[Listed records — start]

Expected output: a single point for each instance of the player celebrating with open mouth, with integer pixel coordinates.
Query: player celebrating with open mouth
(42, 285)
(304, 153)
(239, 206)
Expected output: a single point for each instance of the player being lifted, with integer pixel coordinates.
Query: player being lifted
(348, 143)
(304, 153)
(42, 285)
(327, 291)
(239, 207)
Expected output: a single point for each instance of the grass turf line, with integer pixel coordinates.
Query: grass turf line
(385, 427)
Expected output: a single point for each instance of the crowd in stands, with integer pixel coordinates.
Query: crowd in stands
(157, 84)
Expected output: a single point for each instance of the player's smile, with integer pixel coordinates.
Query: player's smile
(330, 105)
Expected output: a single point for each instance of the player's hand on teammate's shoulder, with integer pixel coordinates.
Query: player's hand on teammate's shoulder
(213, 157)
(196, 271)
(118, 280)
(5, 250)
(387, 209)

[Listed records — finish]
[Listed records — start]

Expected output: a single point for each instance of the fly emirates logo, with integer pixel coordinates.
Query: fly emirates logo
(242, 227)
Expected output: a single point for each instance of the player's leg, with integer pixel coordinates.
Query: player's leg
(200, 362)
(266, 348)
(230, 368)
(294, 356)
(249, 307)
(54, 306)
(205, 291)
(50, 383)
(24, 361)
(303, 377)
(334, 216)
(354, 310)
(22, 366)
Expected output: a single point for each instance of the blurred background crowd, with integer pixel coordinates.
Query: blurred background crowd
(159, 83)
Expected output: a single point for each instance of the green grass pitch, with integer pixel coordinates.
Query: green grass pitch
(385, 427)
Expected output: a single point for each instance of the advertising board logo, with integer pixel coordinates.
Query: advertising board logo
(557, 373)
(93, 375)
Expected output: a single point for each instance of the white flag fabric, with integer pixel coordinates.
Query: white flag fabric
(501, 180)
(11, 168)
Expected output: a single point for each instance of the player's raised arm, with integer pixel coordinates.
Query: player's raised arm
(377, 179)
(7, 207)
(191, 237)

[Listed records — finish]

Goal of the exercise:
Transcribe the lines above between the line holding "Query: player celebrating with open mouth" and the line holding "shoulder, with integer pixel coordinates.", inclusive, exactly as they stand and with nothing added.

Result of this task:
Query: player celebrating with open mouth
(42, 285)
(304, 153)
(239, 206)
Expected output: a single point for each instance of the player being lifted, with integer pixel coordinates.
Query: player being lifted
(348, 143)
(304, 153)
(42, 285)
(327, 291)
(239, 207)
Expected output: a single point for each instance of the grass turf line, with integer pixel coordinates.
Query: grass turf line
(385, 427)
Expected output: a single point for each instance of the crowd in stands, with integer pixel coordinates.
Query: crowd in stands
(157, 84)
Expected output: a single point for each instance of the player's smile, with integer pixel coordinates.
Query: player's smile
(330, 105)
Expected output: a single point for each instance of the player's hand on teammate's shoulder, with integer pixel coordinates.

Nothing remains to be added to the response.